● **What to produce**:
After finding the line that contains "Sample: x=324 y=161", reproduce it and each line below it through the end of the listing, exactly, with nothing added.

● **Exercise data**:
--
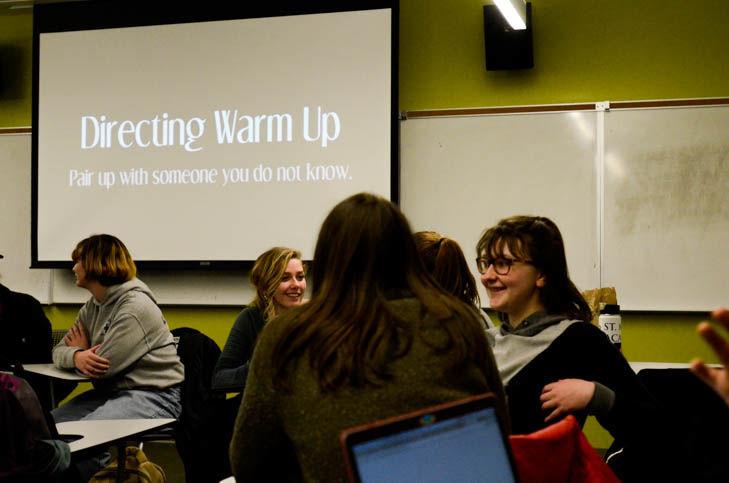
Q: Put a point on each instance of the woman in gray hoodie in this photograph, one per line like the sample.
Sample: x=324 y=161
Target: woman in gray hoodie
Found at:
x=120 y=341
--
● **Response to this task**:
Sample: x=324 y=161
Target: woman in gray hoodie
Found at:
x=120 y=341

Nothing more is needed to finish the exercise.